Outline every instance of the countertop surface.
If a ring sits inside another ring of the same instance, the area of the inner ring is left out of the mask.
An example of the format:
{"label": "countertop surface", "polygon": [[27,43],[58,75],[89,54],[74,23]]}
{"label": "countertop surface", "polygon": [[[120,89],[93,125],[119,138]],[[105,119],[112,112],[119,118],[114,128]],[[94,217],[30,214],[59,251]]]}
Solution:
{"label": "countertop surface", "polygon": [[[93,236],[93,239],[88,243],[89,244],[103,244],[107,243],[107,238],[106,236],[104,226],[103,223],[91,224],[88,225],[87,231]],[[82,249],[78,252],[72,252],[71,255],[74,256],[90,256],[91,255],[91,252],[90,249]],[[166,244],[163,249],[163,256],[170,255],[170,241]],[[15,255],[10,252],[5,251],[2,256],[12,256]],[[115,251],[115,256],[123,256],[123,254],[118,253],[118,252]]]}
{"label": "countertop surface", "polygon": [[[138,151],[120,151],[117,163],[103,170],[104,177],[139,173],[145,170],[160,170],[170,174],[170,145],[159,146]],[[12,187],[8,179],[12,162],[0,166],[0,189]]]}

****************************************

WORK TO DO: Copy out all the items above again, replacing every "ring" with "loop" and changing nothing else.

RESPONSE TO THIS TASK:
Outline every instance of the countertop surface.
If a loop sits inside another loop of the same instance, the area of the inner loop is left out of the mask.
An example of the format:
{"label": "countertop surface", "polygon": [[27,43],[58,75],[89,54],[74,23]]}
{"label": "countertop surface", "polygon": [[[120,89],[93,125],[119,138]],[[105,119],[112,112],[119,118],[114,128]],[[94,217],[30,214],[59,251]]]}
Solution:
{"label": "countertop surface", "polygon": [[[93,236],[93,239],[88,243],[89,244],[103,244],[107,243],[107,238],[106,236],[104,226],[103,223],[91,224],[88,225],[87,231]],[[82,249],[78,252],[72,252],[71,255],[74,256],[90,256],[91,255],[91,252],[90,249]],[[166,244],[163,249],[163,256],[170,255],[170,241]],[[15,255],[10,252],[5,251],[2,256],[12,256]],[[115,251],[115,256],[123,256],[123,254],[118,253],[118,252]]]}
{"label": "countertop surface", "polygon": [[[138,151],[120,151],[117,163],[103,170],[104,177],[139,173],[145,170],[160,170],[170,174],[170,145],[159,146]],[[12,187],[8,179],[12,162],[0,166],[0,189]]]}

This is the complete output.